## Exercises to complete
[1] Answer these questions using the Llaviucu Lake passage:
(a) At what elevation is Llaviucu Lake located?
(b) Between which months does the period of lowest precipitation occur?
(c) At what value was the threshold density set?
[2] Copy the Llaviucu Lake passage word for word. Begin at the words "To determine the" and stop after "indicators of settlement.".

## Supplied passage
— BEGIN —
Llaviucu Lake, also known as Surucucho (Colinvaux et al. Reference Colinvaux1997), is located in Cajas National Park in the Western Cordillera of the Andes at an elevation of 3115masl (Figure 1). It has andosol and histosol soils with clay rich in aluminium and organic carbon (Nascimento et al. Reference Nascimento2020). The formation of this lake was due to glacial activity (Colinvaux et al. Reference Colinvaux1997; Buytaert et al. Reference Buytaert2007). The area has an annual temperature between 11 and 12°C and annual precipitation exceeding 2000mm (Nascimento et al. Reference Nascimento2020). The period of lowest precipitation in this region occurs between June and September, coinciding with the southern hemisphere winter (Michelutti et al. Reference Michelutti2016).

Methods

To determine the periods of occupation and abandonment at the Pashimbi archaeological site, the 17 calibrated radiocarbon ages were used to generate a probability density function (PDF) with the Bchron package v.4.1.1 in R (Parnell Reference Parnell2016). A threshold density was set at 0.00004 from 4000 years BP onwards, where densities greater than 0.00004 indicate periods of human occupation, while those equal to or less than 0.00004 indicate abandonment. This method allows for a probabilistic reconstruction of human occupation through time based on the presence of charcoal fragments as indicators of settlement.
— END —
## Given data
— BEGIN —
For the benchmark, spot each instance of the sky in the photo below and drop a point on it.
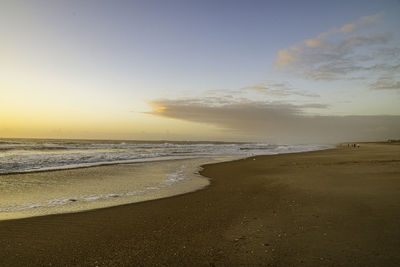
— END —
## Per-task outputs
[1]
(a) 3115 masl
(b) June and September
(c) 0.00004

[2]
To determine the periods of occupation and abandonment at the Pashimbi archaeological site, the 17 calibrated radiocarbon ages were used to generate a probability density function (PDF) with the Bchron package v.4.1.1 in R (Parnell Reference Parnell2016). A threshold density was set at 0.00004 from 4000 years BP onwards, where densities greater than 0.00004 indicate periods of human occupation, while those equal to or less than 0.00004 indicate abandonment. This method allows for a probabilistic reconstruction of human occupation through time based on the presence of charcoal fragments as indicators of settlement.